A flow battery is very similar. You have these liquids, or gases but mostly liquids, sitting in a tank. You then pump the liquids, meaning you flow it to a cell, where you react it, and then you take the products and you store it somewhere. One way, when you go from one side to the other, you will charge the battery, and then when you bring the liquid back from the second time to the first time, you will discharged the battery.
So basically, you have a tank which contains all the liquids in it which then flows to a cell, where it reacts. And basically, what happens is that these chemistries are extremely safe, because the tank is where all the energy is sitting. The cell is where all the reactions are happening, and so if you want to, you can shut off the tank and eliminate the cell in the tank, so that you don’t have any of the reactions happening, because you physically stop the flow of the liquid from this tank to the cell. So these tend to be significantly safer.
IRA FLATOW: In fact, I’ve been reading about significant different kinds of battery technologies that are made just for what I would call these big grid batteries as opposed to the batteries in your laptop. And I’m speaking, for example, about something called a molten liquid battery that a Massachusetts company called Ambri is experimenting with, and then you have batteries that Harvard is experimenting with. For liquid metals, Venkat, these are whole different kinds of batteries than we think of the kinds that are going into our cell phones.
VENKAT SRINIVASAN: Absolutely. The advantage of the grid is that you don’t need high energy density. These batteries are not moving anywhere. So you can afford to think about chemistries and technologies for energy storage that are very different from a typical cell phone, laptop, electric car, where energy density actually matters a lot.
So the ones that you mentioned, the liquid metal batteries, where there are metals that are sitting in liquid state at very high temperatures, where they are molten, is a solution that works very well for the grid but will not work for electric cars, and Jean mentioned this before. When you think about lithium ion batteries, they work very well for electric vehicles, because they have the energy density. But when you go to grid storage, you don’t need the energy density, and all of a sudden, flow batteries and these liquid metal batteries start to have some advantages and lower cost because of the way they’re put together.
IRA FLATOW: Isn’t it crucial that we figure out how to create a new power grid to share all of this electricity, and what would that look like? What kinds of changes would that take? I’ve heard technologists talk about that’s exactly what the blockchain is good at, having tentacles in all these different places and regulating the flow of electricity.
JEAN KUMAGAI: I don’t know that you necessarily need the blockchain to do this, but you definitely need intelligence on your power grid in order to balance supply and demand. So traditionally, you had these very large generators. They were very reliable. You could operate them 24/7. They were burning coal or oil or some other fossil fuel, nuclear power, also very steady.
And then when you start to introduce solar and wind power, then the supply, the generation, becomes very less predictable and lots more spikes in supply. And so figuring that out is, again, engineers are trying to figure it out. You can build in smarts into the grid, so that you know, actually, instant by instant what is happening in different parts of the grid, so that you can balance things out. You can use batteries or energy storage to smooth things out. You can use other things.
There are things called flywheels that capture energy as a spin. We were talking earlier about electric vehicles. Once you start having lots and lots of fast chargers, that becomes an issue for the power grid. So it will be something that will have to be addressed definitely and then really I think in the very near term.

▸ **Material provided**
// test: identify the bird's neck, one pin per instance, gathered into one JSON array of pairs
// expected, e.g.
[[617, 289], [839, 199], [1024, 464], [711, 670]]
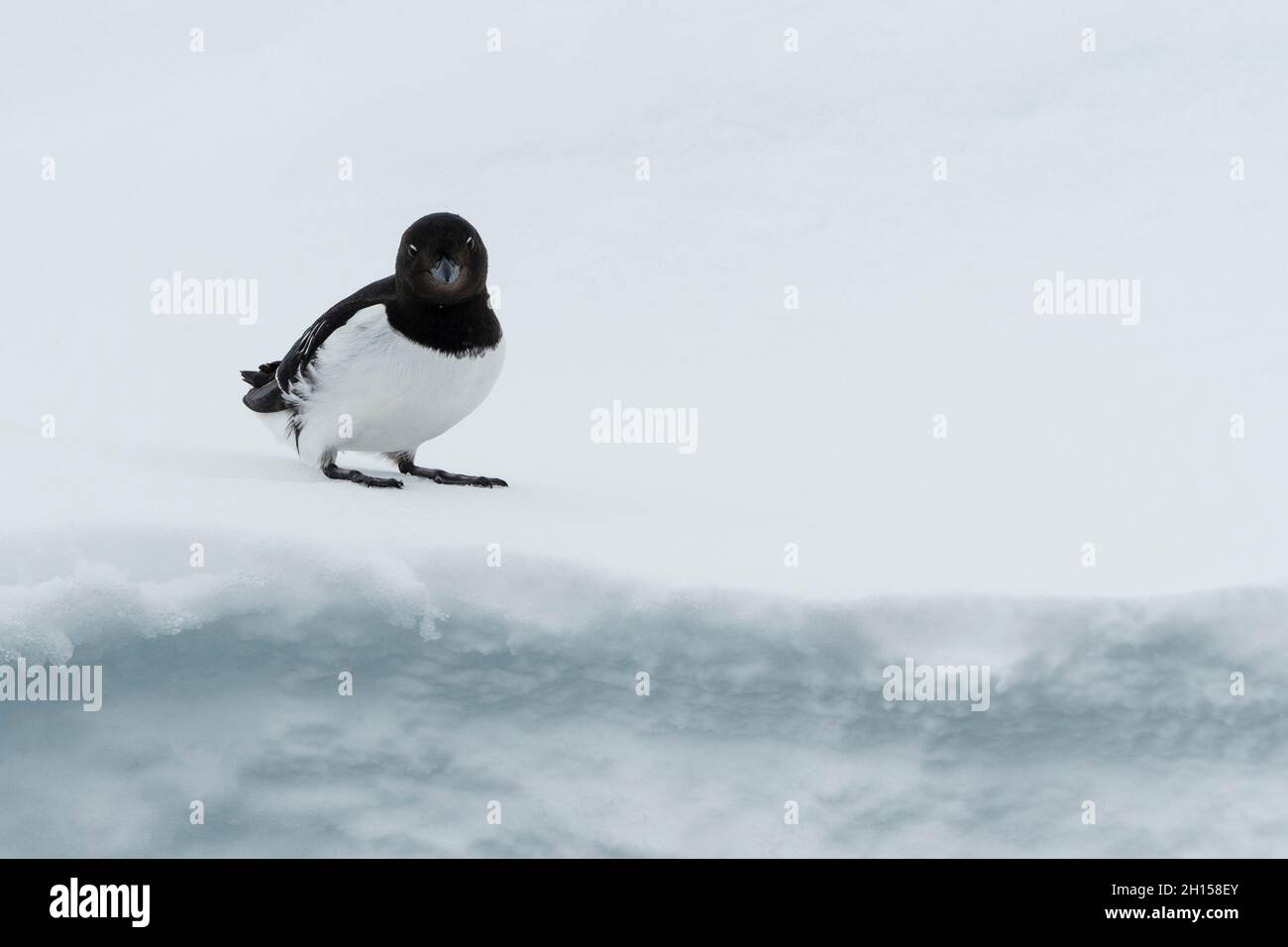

▸ **Set problem 1**
In the transcript, rewrite the paragraph beginning "So basically, you have a tank" as a short bulleted list that keeps its main facts.
▸ **Set problem 2**
List every speaker identified by name in the transcript.
▸ **Set problem 3**
According to the transcript, which Massachusetts company is experimenting with a molten liquid battery?

▸ **Full output 1**
- A tank holds all the liquids, and that is where the energy sits.
- The liquids flow from the tank to a cell, where the reactions take place.
- Shutting off the tank physically stops the flow to the cell, so no reactions occur.
- For this reason, these chemistries tend to be significantly safer.

▸ **Full output 2**
Ira Flatow, Venkat Srinivasan, Jean Kumagai

▸ **Full output 3**
Ambri.